___ Provided text

Simon Callow shares support for Give a Book campaign

“The day I learned, I ran to my mother and said excitedly, ‘I can read, I can read’,” he recalls, after we meet at one of his favourite bookshops, Bryars & Bryars, in London’s Covent Garden.

“She replied, ‘You now have a key with which you can open the wonders of the world’. And I’ve always felt that’s been true ever since. Reading is the key to understanding and has always been for me. It’s an absolutely central part of my life.”

Almost seven decades later, one of the wonders that Simon remembers most fondly is the world of Rupert Bear, the Daily Express’s lovable comic strip character, who celebrates his 122nd birthday this month.

Rupert’s illustrated adventures, which still appear daily in this paper as well as in bestselling Christmas annuals, helped shape Simon’s childhood.

“I learned very many important moral lessons from reading those stories,” he reveals. “They showed this innocent bear who was sometimes threatened by malevolent forces.

“But he and his chums always survived somehow because they were fearless
adventurers. He and his chums felt like my chums too because books take you into another world.”

As a self-confessed bibliomane (someone who loves collecting books), Simon is urging Daily Express readers to dig deep for our Christmas appeal for Give A Book.

Simon Callow joins Express Books campaign

Simon Callow joins Express Books campaign (Image: Steve Reigate/Daily Express)

He has been working with the charity, whose aim is to promote books and the pleasure of reading in the hardest-to-reach places in the UK.

As well as seeing its efforts in distributing books to schools and disadvantaged children – and building libraries in schools – Simon has witnessed first-hand the transformational effect of Give A Book’s work in prisons, such as Wormwood Scrubs.

In 2017, with Give A Book (and a partner charity, Prison Reading Groups), he put on a version of Charles Dickens’ A Christmas Carol, wittily titled Scrooge in the Scrubs, inside the West London Category B jail, with inmates as cast and crew.

“It was extraordinarily chilling, the first time I’d ever been in a prison,” he tells me.

“But I didn’t experience any hostility at all. They’d put up a sign on the wall asking prisoners to put their names down if they wanted to be involved. There was a huge uptake. We had about 80 people.

“Of course, it’s a story about redemption, about somebody, Scrooge, trying to put his life right again – and, in a prison, that rang every possible bell. They talked freely and very emotionally, very movingly about it. And I was fantastically touched by that.

“They were incredibly pleased to be doing something that took them away. They became someone else.

“It was liberating for them as it is for us as actors too. That’s one of the reasons we do it, we don’t have to be ourselves any more, we can be somebody else.”

As well as winning a prestigious Screen Actors Guild Award and being nominated twice for a Bafta for his work in film and television, Simon’s love of reading has also led to him becoming a successful writer himself, penning nearly 20 books, as well as countless articles for newspapers and magazines.

So which, I ask him, did he want to be first, an actor or a writer?

“Oh, a writer absolutely, that was my first and great ambition, to write books. I wrote torrentially, hammering away at a cheap plastic typewriter I’d managed to acquire.

“I wrote enormous amounts, huge long tracts and, of course, all about myself! But even I could see that this was a subject of somewhat limited interest to the world at large.

“Yet I didn’t really know what else to write about. Then later, when I became an actor, I suddenly thought, ‘My God, what an interesting job this is’, so I started to write about that. And, in 1984, it became my first book, Being An Actor.”

______
___ Dataset rows

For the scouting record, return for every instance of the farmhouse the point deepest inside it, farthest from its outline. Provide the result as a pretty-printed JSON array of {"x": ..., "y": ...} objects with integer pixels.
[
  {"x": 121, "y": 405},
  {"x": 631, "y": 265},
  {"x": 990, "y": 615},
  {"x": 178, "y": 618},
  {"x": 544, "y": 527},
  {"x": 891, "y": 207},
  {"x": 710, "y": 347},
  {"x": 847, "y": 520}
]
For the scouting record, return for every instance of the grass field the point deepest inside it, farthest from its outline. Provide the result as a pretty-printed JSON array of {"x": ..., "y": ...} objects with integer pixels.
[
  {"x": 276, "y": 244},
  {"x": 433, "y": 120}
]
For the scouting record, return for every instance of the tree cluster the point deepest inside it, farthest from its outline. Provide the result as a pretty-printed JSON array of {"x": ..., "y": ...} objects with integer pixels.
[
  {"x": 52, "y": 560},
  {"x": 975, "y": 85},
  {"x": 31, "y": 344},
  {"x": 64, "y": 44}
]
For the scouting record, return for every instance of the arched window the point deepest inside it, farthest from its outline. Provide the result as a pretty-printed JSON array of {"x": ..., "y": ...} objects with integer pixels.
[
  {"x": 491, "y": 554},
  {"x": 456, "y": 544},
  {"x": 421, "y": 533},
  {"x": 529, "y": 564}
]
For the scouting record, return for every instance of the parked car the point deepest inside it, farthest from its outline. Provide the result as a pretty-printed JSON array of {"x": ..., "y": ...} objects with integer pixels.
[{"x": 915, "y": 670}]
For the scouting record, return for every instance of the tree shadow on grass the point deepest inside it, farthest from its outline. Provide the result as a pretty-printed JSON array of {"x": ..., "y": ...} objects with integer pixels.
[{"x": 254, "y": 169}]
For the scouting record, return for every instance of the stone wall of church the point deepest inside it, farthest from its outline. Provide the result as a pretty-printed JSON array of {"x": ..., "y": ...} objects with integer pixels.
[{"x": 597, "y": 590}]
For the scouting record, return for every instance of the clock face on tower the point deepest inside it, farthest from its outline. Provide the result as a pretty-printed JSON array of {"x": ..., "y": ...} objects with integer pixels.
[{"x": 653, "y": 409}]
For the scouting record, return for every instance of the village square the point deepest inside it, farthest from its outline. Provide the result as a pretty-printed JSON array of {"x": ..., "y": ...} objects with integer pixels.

______

• **What is asked**
Will you reproduce the stretch of the Simon Callow article from "As a self-confessed" through "Steve Reigate/Daily Express)", word for word? The material stands apart from the article about Simon Callow and the Give a Book campaign.

• **Response for this exercise**
As a self-confessed bibliomane (someone who loves collecting books), Simon is urging Daily Express readers to dig deep for our Christmas appeal for Give A Book.

Simon Callow joins Express Books campaign

Simon Callow joins Express Books campaign (Image: Steve Reigate/Daily Express)